[WHAT IS EXPECTED] Return everything in the quantum computing discussion from "Do you have" down to "taken into account.", copied word for word.

━━━ EXCERPTED PASSAGE

The latest versions of TLS already have support post-quantum crypto, so no, it's not all of them. For the ones that are vulnerable, we're way, way far off from that. It may not even be possible to have enough qbits to break those at all.
Things like simulating medicines, folding proteins, and logistics are much closer, very useful, and more likely to be practical in the medium term.
Seeing quantum computers work will be like seeing mathemagics at work, doing it all behind the scenes. Physically (for the small ones) it looks the same, but abstractly it can perform all kinds of deep mathematics.
afaik, without a need for error correction a quantum computer with 256 bits could break an old 256 bit RSA key. RSA keys are made by taking 2 (x-1 bit) primes and multiplying them together. It is relatively simple algorithms to factor numbers that size on both classsical and quantum computers, However, the larger the number/bits, the more billions of billions of years it takes a classical computer to factor it. The limit for a quantum computer is how many "practical qubits" it has. OP's article did not answer this, and so far no quantum computer has been able to solve factoring a number any faster than your phone can in under a half second.
Which hour ? If they create real quantum computer they can start identifying person that creates reality for all of us, assuming reality is broadcasted by collective mind, I doubt they can do it right now and I am sure the moment they start that person will log out from internet. Good bye then.
As stable as that dime is, it's utterly useless for all practical purposes.
What Google is talking about it making a stable qbit - the basic unit of a quantum computer. It's extremely difficult to make a qbit stable - and as it underpins how a quantum computer would work instability introduces noise and errors into the calculations a quantum computer would make.
Stabilising a qbit in the way Google's researchers have done shows that in principle if you scale up a quantum computer it will get more stable and accurate. It's been a major aim in the development of quantum computing for some time.
Current quantum computers are small and error prone. The researchers have added another stepping stone on the way to useful quantum computers in the real world.
Do you have any idea the amount of error correction needed to get a regular desktop computer to do its thing? Between the peripheral bus and the CPU, inside your RAM if you have ECC, between the USB host controller and your printer, between your network card and your network switch/router, and so on and so forth. It's amazing that something as complex and using such fast signalling as a modern PC does can function at all. At the frequencies that are being used to transfer data around the system, the copper traces behave more like radio frequency waveguides than they do wires. They are just "suggestions" for the signals to follow. So there's tons of crosstalk/bleed over and external interference that must be taken into account.

━━━━━━
━━━ SUPPLIED RECORDS

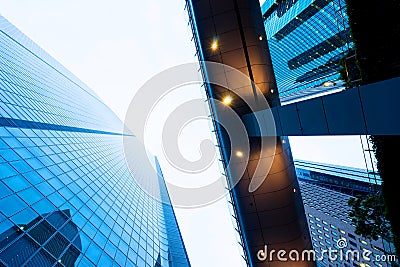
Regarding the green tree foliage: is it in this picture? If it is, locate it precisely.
[348,195,390,240]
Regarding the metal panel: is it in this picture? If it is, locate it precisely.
[360,78,400,135]
[278,104,302,135]
[297,98,329,135]
[322,88,366,135]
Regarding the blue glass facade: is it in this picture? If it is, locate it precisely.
[0,17,190,267]
[295,160,394,267]
[261,0,354,101]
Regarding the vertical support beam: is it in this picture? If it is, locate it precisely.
[188,0,315,266]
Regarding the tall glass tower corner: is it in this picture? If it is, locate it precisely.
[261,0,354,102]
[0,17,190,267]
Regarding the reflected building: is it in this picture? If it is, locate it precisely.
[0,210,82,266]
[261,0,354,102]
[295,160,394,267]
[0,17,190,267]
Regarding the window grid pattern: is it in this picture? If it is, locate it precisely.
[0,17,190,267]
[299,181,389,266]
[262,0,353,101]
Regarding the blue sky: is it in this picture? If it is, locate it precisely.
[0,0,372,267]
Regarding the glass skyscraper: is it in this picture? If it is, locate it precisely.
[261,0,354,101]
[0,17,190,267]
[295,160,394,267]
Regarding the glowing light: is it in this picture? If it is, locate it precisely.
[211,41,218,51]
[236,150,243,158]
[323,81,335,87]
[222,95,233,106]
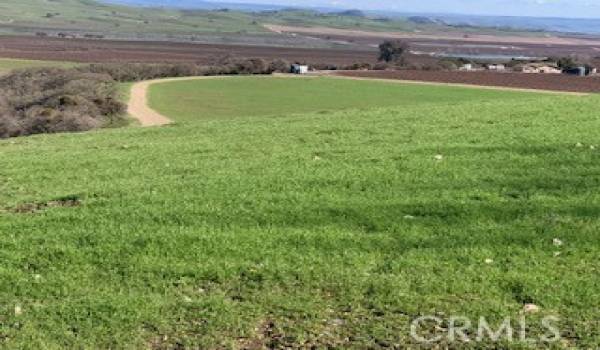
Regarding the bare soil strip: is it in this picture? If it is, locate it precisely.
[331,70,600,95]
[263,24,600,45]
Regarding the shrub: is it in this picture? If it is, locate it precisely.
[0,68,125,138]
[379,40,409,63]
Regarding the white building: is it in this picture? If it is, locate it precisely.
[292,64,308,74]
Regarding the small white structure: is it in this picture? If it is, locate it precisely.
[292,64,308,74]
[459,63,473,70]
[487,64,506,71]
[515,63,563,74]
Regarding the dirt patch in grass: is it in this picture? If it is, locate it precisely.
[8,196,83,214]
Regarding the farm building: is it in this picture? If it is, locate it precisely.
[565,66,598,77]
[459,63,473,70]
[515,63,562,74]
[486,63,506,71]
[292,64,308,74]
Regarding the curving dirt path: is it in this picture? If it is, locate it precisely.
[127,72,588,127]
[127,80,172,126]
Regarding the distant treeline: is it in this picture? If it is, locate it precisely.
[0,58,291,138]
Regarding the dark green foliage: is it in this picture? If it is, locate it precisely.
[379,40,409,63]
[0,68,125,138]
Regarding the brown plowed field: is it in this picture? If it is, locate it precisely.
[335,70,600,93]
[0,36,377,64]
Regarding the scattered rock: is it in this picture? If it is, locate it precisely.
[329,318,346,326]
[523,304,540,314]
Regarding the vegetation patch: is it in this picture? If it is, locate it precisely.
[0,68,125,138]
[0,77,600,350]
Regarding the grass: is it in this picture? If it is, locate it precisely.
[149,77,537,121]
[0,0,539,41]
[0,58,76,74]
[0,78,600,349]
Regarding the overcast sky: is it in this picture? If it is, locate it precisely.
[211,0,600,19]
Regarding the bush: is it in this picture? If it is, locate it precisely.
[0,68,125,138]
[379,40,409,64]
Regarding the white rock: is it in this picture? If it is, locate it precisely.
[523,304,540,314]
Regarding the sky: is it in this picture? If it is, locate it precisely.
[204,0,600,19]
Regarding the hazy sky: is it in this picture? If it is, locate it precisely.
[206,0,600,18]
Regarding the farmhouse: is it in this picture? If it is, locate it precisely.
[292,64,308,74]
[485,63,506,71]
[514,63,562,74]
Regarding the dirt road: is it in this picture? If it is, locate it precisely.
[127,80,171,126]
[127,77,236,126]
[128,71,591,127]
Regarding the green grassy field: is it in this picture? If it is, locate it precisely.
[0,0,540,41]
[149,77,538,121]
[0,78,600,349]
[0,58,76,74]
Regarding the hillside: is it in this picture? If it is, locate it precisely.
[0,0,544,46]
[0,78,600,349]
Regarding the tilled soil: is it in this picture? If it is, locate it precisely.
[0,36,377,65]
[335,70,600,93]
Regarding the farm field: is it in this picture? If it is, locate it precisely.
[0,36,377,64]
[336,70,600,93]
[149,77,535,121]
[0,77,600,349]
[0,58,75,74]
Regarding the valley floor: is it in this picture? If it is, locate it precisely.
[0,77,600,349]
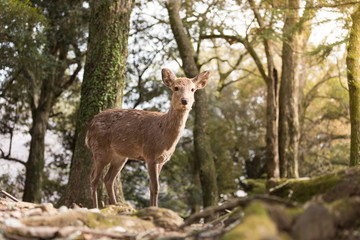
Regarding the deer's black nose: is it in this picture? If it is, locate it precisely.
[181,98,187,105]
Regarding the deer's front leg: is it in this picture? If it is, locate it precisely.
[147,162,159,207]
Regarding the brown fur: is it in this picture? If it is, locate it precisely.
[86,68,210,207]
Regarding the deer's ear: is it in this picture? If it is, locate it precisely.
[161,68,176,87]
[192,70,211,89]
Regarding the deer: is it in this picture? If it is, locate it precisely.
[85,68,211,208]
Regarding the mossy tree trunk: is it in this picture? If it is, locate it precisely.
[346,6,360,166]
[279,0,300,178]
[248,0,280,181]
[65,0,132,207]
[167,0,218,212]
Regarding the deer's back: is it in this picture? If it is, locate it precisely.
[86,109,164,160]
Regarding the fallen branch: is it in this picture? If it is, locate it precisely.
[180,195,296,228]
[0,190,20,202]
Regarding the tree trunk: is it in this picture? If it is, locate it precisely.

━━━━━━

[ANSWER AREA]
Do you have any idea the amount of error correction needed to get a regular desktop computer to do its thing? Between the peripheral bus and the CPU, inside your RAM if you have ECC, between the USB host controller and your printer, between your network card and your network switch/router, and so on and so forth. It's amazing that something as complex and using such fast signalling as a modern PC does can function at all. At the frequencies that are being used to transfer data around the system, the copper traces behave more like radio frequency waveguides than they do wires. They are just "suggestions" for the signals to follow. So there's tons of crosstalk/bleed over and external interference that must be taken into account.